課題の要件: 顧客ロイヤリティについての文章のうち、「顧客ロイヤリティとは、お客様」から「ような行動に違いがあります。」までを一字も変えずに書き出しなさい。

読む文章:
....
顧客ロイヤリティとは、お客様が自社商品やサービス、ブランドに対して感じる愛着や信頼を指します。

充実・忠誠といった意味を持つ英単語「loyalty(ロイヤリティ)」を元に派生したマーケティング用語です。ファンや贔屓(ひいき)にしているといった用語に置き換えることもできます。

似たような意味で使われる「顧客満足度(CS、Customer Satisfaction)」はお客様が自社商品・サービスに対してどれだけ満足したかを示す指標です。

顧客ロイヤリティも顧客満足度も商品・サービスに対するお客様の評価を表している点では同じです。しかし、満足度が高いからといって商品・サービスの購買行動に繋がるとは限りません。より売上に直結する指標として近年注目を集める指標が顧客ロイヤリティです。

顧客ロイヤリティの重要性

顧客ロイヤリティの高い顧客、つまり自社商品サービスに対して良い印象を持ち信頼・愛着を感じている顧客と、そうではない顧客を比較すると以下のような行動に違いがあります。
....
保存データ:
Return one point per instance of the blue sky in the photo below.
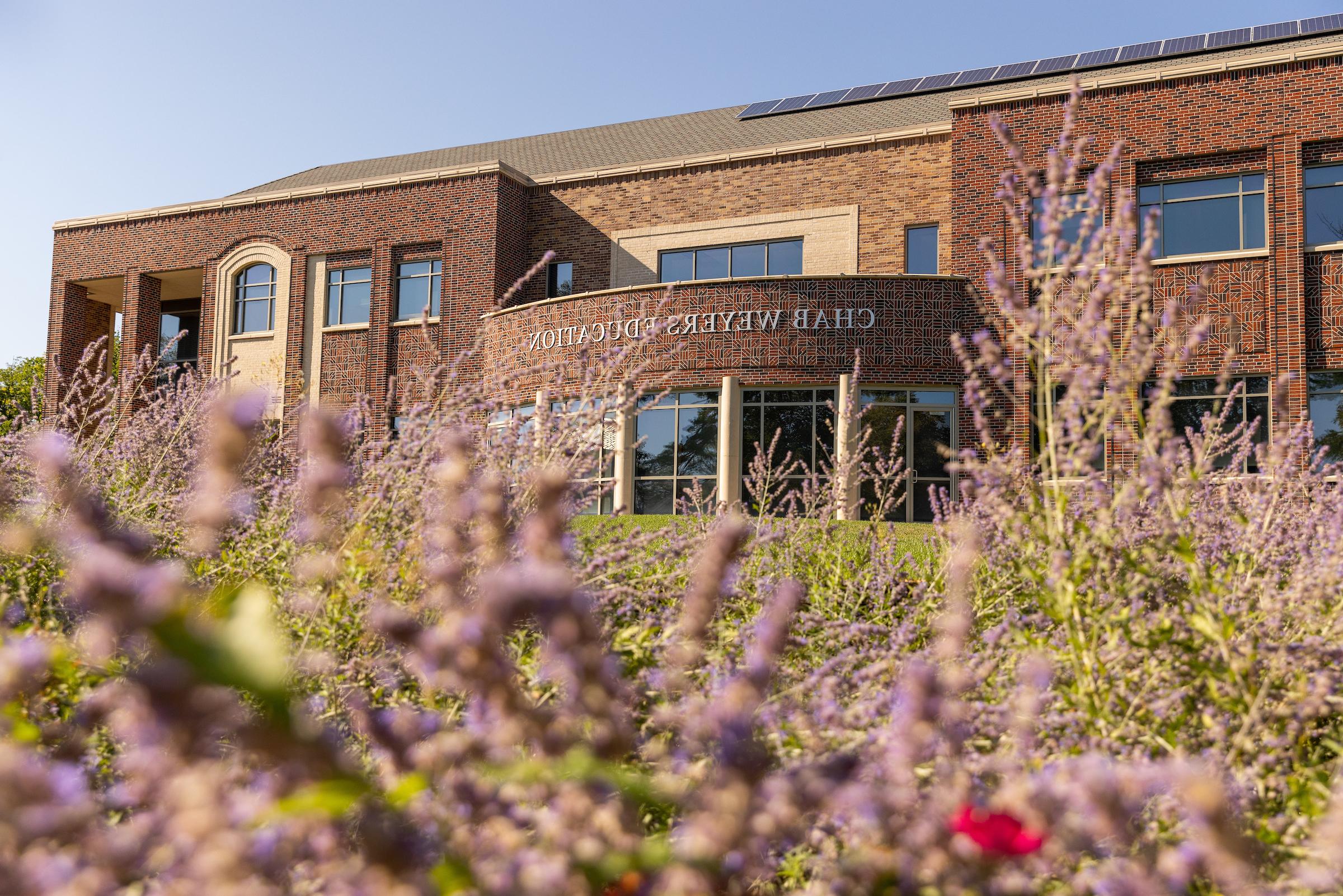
....
演習の解答:
顧客ロイヤリティとは、お客様が自社商品やサービス、ブランドに対して感じる愛着や信頼を指します。

充実・忠誠といった意味を持つ英単語「loyalty(ロイヤリティ)」を元に派生したマーケティング用語です。ファンや贔屓(ひいき)にしているといった用語に置き換えることもできます。

似たような意味で使われる「顧客満足度(CS、Customer Satisfaction)」はお客様が自社商品・サービスに対してどれだけ満足したかを示す指標です。

顧客ロイヤリティも顧客満足度も商品・サービスに対するお客様の評価を表している点では同じです。しかし、満足度が高いからといって商品・サービスの購買行動に繋がるとは限りません。より売上に直結する指標として近年注目を集める指標が顧客ロイヤリティです。

顧客ロイヤリティの重要性

顧客ロイヤリティの高い顧客、つまり自社商品サービスに対して良い印象を持ち信頼・愛着を感じている顧客と、そうではない顧客を比較すると以下のような行動に違いがあります。